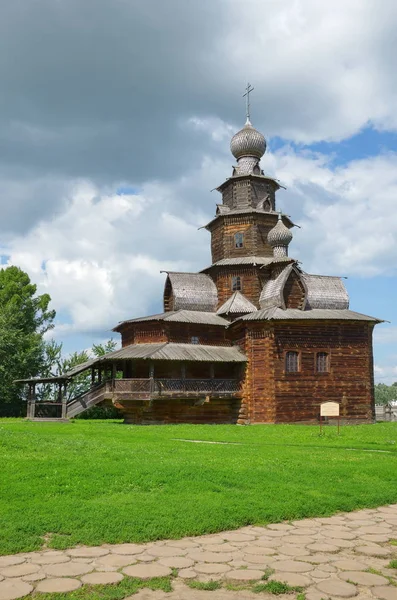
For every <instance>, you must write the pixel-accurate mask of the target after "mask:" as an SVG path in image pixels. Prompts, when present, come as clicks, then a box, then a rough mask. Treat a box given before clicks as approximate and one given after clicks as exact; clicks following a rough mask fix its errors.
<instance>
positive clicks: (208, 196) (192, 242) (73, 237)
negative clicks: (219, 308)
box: [7, 124, 397, 340]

^^^^^^^^^^^^^^^^

Every record above must be copied exactly, and no picture may appear in the copy.

* [Exercise response]
For every <instance>, you must write the pixel-accurate mask of the target after "mask:" as an SVG path in image pixels. Prompts, when present, come as clicks, then a box, then a rough mask. Treat a box given before clicks as approximate and one given after clicks as exact; clicks following a rough mask fix its errors.
<instance>
positive clicks: (208, 196) (192, 242) (73, 237)
negative clicks: (219, 308)
box: [7, 124, 397, 340]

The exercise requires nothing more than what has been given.